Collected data
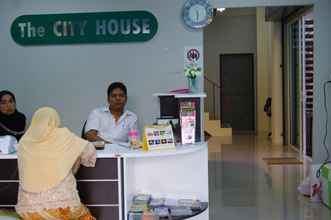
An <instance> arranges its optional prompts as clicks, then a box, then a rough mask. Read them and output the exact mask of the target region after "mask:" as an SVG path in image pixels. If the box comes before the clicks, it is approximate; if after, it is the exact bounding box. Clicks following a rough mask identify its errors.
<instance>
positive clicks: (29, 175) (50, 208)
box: [15, 107, 96, 220]
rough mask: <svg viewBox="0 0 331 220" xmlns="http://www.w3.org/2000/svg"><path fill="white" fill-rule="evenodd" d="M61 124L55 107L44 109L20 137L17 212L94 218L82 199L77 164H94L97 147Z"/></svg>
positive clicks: (37, 111) (54, 217)
mask: <svg viewBox="0 0 331 220" xmlns="http://www.w3.org/2000/svg"><path fill="white" fill-rule="evenodd" d="M59 126H60V117H59V114H58V113H57V112H56V110H55V109H53V108H50V107H43V108H40V109H39V110H37V111H36V112H35V113H34V115H33V117H32V122H31V125H30V127H29V129H28V130H27V132H26V133H25V135H24V136H23V137H22V139H21V140H20V142H19V145H18V150H17V157H18V168H19V178H20V184H19V192H18V200H17V201H18V203H17V205H16V207H15V208H16V211H17V213H18V214H19V215H20V216H21V217H22V218H23V219H25V220H51V219H54V220H55V219H65V220H71V219H79V220H94V219H95V218H94V217H93V216H92V215H91V214H90V212H89V211H88V209H87V208H86V207H85V206H84V205H82V203H81V202H80V198H79V195H78V191H77V187H76V179H75V177H74V175H73V172H74V171H73V167H75V164H77V163H81V164H82V165H84V166H88V167H94V165H95V162H96V153H95V148H94V146H93V145H92V144H91V143H89V142H87V141H85V140H83V139H81V138H79V137H78V136H76V135H75V134H73V133H72V132H70V131H69V130H68V129H67V128H60V127H59Z"/></svg>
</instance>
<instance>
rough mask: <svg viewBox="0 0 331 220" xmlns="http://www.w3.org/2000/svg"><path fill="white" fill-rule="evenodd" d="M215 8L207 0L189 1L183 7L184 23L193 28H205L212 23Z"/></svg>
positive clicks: (184, 4)
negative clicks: (213, 10)
mask: <svg viewBox="0 0 331 220" xmlns="http://www.w3.org/2000/svg"><path fill="white" fill-rule="evenodd" d="M212 16H213V8H212V7H211V5H210V4H209V3H208V1H207V0H188V1H186V2H185V4H184V7H183V19H184V23H185V24H186V25H188V26H189V27H191V28H203V27H205V26H206V25H208V24H209V23H210V22H211V21H212Z"/></svg>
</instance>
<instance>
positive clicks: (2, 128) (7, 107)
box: [0, 90, 26, 140]
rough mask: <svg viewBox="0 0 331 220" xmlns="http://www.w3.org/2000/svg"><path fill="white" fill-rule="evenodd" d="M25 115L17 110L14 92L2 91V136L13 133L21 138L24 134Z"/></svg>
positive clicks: (25, 122) (1, 125)
mask: <svg viewBox="0 0 331 220" xmlns="http://www.w3.org/2000/svg"><path fill="white" fill-rule="evenodd" d="M25 123H26V119H25V116H24V115H23V114H22V113H20V112H19V111H17V110H16V99H15V95H14V94H13V93H12V92H9V91H7V90H3V91H1V92H0V136H4V135H11V136H14V137H16V139H17V140H19V139H20V138H21V137H22V135H23V134H24V129H25Z"/></svg>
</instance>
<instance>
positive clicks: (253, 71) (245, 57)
mask: <svg viewBox="0 0 331 220" xmlns="http://www.w3.org/2000/svg"><path fill="white" fill-rule="evenodd" d="M220 85H221V89H220V93H221V94H220V103H221V108H220V115H221V122H222V124H223V126H230V127H232V130H233V132H236V133H246V132H248V133H253V132H255V113H254V106H255V101H254V100H255V98H254V97H255V95H254V94H255V88H254V87H255V86H254V55H253V54H221V55H220Z"/></svg>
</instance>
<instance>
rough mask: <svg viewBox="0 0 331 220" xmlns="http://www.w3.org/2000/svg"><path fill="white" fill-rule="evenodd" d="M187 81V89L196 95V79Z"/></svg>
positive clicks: (190, 78) (187, 78)
mask: <svg viewBox="0 0 331 220" xmlns="http://www.w3.org/2000/svg"><path fill="white" fill-rule="evenodd" d="M187 80H188V88H189V89H190V90H191V92H192V93H197V92H198V89H197V79H196V78H190V77H188V78H187Z"/></svg>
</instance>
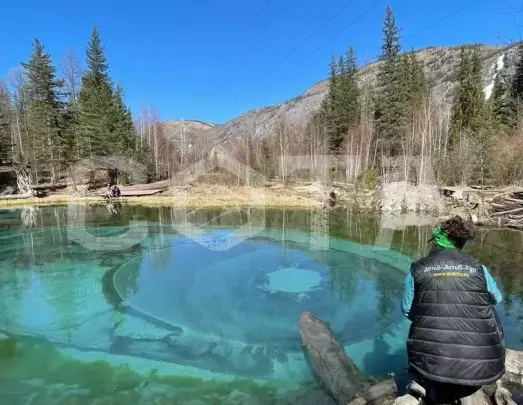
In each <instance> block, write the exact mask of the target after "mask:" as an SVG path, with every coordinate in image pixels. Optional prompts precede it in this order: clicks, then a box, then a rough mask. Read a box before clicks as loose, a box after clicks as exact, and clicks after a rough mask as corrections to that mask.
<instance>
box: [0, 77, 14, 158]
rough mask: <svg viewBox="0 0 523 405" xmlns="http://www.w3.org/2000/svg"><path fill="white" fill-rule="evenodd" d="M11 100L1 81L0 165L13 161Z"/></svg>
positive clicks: (0, 98)
mask: <svg viewBox="0 0 523 405" xmlns="http://www.w3.org/2000/svg"><path fill="white" fill-rule="evenodd" d="M10 104H11V100H10V97H9V93H8V92H7V90H6V89H5V88H4V87H3V86H2V84H1V83H0V166H2V165H3V163H4V162H5V163H8V162H12V161H13V158H14V157H13V154H12V149H11V139H10V130H11V111H10Z"/></svg>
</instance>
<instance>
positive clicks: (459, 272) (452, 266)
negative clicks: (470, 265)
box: [423, 264, 477, 277]
mask: <svg viewBox="0 0 523 405" xmlns="http://www.w3.org/2000/svg"><path fill="white" fill-rule="evenodd" d="M423 272H424V273H432V276H433V277H470V275H472V274H475V273H476V272H477V269H475V268H474V267H471V266H468V265H463V264H458V265H455V266H454V265H449V264H446V265H444V266H428V267H425V268H423Z"/></svg>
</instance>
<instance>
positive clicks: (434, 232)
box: [431, 226, 456, 249]
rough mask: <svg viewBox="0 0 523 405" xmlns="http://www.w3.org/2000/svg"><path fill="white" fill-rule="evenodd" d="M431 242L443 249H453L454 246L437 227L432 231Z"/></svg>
mask: <svg viewBox="0 0 523 405" xmlns="http://www.w3.org/2000/svg"><path fill="white" fill-rule="evenodd" d="M431 241H432V242H434V243H435V244H436V245H438V246H440V247H443V248H449V249H455V248H456V246H454V244H453V243H452V242H451V241H450V239H449V237H448V236H447V234H446V233H445V232H444V231H443V230H442V229H441V228H440V227H439V226H438V227H436V228H434V229H433V230H432V239H431Z"/></svg>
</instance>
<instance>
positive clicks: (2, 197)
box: [0, 193, 33, 200]
mask: <svg viewBox="0 0 523 405" xmlns="http://www.w3.org/2000/svg"><path fill="white" fill-rule="evenodd" d="M31 197H33V193H26V194H10V195H2V196H0V200H21V199H25V198H31Z"/></svg>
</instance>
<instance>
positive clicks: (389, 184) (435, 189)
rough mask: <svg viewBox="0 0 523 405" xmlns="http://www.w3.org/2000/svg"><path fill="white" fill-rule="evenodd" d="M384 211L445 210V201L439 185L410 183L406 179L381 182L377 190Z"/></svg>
mask: <svg viewBox="0 0 523 405" xmlns="http://www.w3.org/2000/svg"><path fill="white" fill-rule="evenodd" d="M376 197H377V198H378V201H379V208H380V211H382V212H444V210H445V201H444V199H443V197H442V196H441V193H440V192H439V189H438V187H437V186H435V185H434V186H433V185H427V184H420V185H418V186H415V185H412V184H408V183H407V182H406V181H398V182H392V183H385V184H381V185H380V186H379V187H378V190H377V192H376Z"/></svg>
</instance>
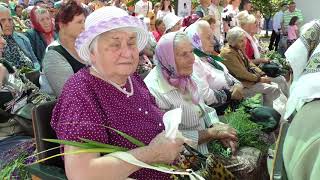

Problem statement: Please repeat word for word the part of the data above that runs from its start through the line containing "box: [15, 107, 96, 220]", including both ends. Leave the pictures out of your answer.

Output below:
An <instance> arranges its optional prompts as clicks, then a box, then a rough mask. Read them and output the exact mask of the target region after "mask:" as an SVG path in image pixels. If the box comes before the clicks, it is approximate; if after, it is the exact bounding box. Clicks following a rough mask identify its errors.
<instance>
positive clicks: (29, 175) (50, 208)
box: [15, 107, 96, 220]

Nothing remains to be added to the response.